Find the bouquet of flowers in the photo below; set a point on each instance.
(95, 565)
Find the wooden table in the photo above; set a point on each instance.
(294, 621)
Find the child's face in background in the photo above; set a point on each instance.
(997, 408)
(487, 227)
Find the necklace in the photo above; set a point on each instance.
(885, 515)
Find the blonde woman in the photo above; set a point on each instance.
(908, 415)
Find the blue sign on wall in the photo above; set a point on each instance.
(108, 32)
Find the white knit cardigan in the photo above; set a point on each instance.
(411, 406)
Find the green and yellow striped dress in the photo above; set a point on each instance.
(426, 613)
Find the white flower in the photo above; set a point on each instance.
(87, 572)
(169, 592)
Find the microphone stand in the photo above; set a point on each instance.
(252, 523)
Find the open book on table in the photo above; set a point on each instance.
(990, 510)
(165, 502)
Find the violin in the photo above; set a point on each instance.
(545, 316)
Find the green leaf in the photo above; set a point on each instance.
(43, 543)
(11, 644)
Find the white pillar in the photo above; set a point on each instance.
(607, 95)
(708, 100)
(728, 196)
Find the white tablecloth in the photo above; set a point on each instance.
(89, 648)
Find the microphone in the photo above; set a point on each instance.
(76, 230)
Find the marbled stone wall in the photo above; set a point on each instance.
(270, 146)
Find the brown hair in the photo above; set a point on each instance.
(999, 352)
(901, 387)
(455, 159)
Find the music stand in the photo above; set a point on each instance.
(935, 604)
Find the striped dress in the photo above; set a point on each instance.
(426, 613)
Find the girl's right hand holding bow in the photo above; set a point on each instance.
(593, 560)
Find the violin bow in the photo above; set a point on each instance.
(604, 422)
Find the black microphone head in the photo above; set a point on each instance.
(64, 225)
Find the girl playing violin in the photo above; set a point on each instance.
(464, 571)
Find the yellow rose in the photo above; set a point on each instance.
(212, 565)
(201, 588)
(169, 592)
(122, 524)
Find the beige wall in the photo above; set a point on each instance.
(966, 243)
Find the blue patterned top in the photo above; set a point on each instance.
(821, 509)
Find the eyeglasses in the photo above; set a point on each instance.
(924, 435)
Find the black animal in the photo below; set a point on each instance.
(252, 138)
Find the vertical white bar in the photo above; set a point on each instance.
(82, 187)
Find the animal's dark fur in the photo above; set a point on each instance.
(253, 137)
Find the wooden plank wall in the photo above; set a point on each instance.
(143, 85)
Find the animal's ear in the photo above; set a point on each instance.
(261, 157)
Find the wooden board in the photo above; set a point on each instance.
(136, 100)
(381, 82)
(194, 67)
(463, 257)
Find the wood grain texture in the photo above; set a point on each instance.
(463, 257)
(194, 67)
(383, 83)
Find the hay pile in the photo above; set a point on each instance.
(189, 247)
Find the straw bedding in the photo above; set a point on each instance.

...

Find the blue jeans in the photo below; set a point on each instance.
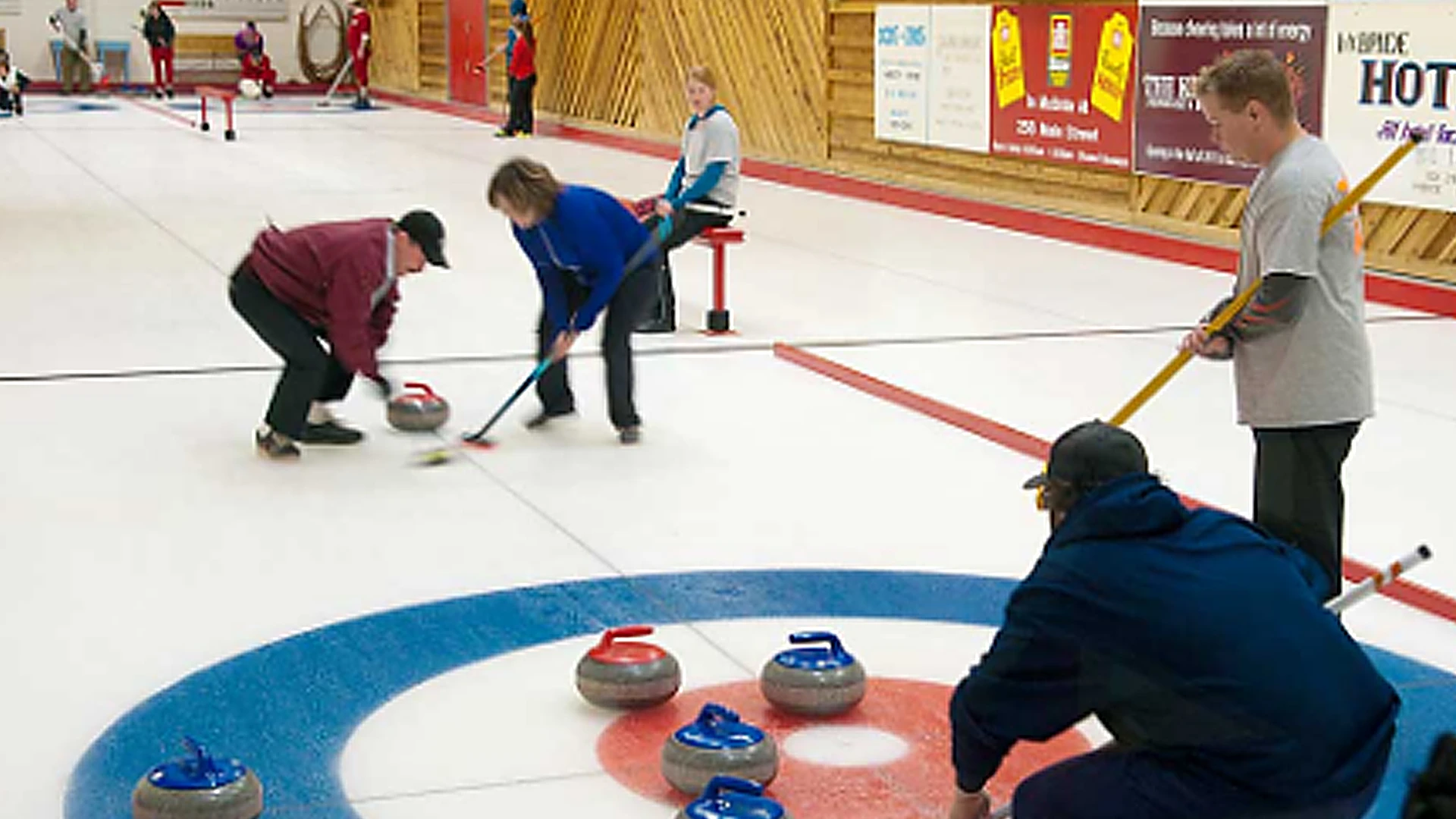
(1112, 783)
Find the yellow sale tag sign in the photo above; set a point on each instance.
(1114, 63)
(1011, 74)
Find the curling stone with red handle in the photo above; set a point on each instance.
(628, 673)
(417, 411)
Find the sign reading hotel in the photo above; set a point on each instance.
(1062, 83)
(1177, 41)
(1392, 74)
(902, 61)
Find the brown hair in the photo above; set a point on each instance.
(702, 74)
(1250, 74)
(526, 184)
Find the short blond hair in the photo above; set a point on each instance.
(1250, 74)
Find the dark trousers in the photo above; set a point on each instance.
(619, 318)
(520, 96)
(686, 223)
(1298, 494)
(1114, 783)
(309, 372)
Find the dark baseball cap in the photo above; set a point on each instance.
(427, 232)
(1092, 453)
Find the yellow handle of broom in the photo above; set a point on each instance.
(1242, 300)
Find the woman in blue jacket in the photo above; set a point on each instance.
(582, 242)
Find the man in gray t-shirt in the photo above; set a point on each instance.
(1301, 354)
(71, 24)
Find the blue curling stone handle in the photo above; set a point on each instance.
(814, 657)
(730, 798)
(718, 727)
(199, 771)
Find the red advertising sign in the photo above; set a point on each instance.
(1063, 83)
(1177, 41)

**What is asked**. Reproduce only the entries from the line containing "Find the hay" through the line containing "Find the straw", both ends included, keeping their requests unchanged. Scale every coordinate in the answers by 1.3 and round each result to a whole number, rounding halves up.

**The solution**.
Find the hay pile in the photo above; set a point on each instance.
(246, 321)
Find the straw bedding in the photo above; set a point on each instance.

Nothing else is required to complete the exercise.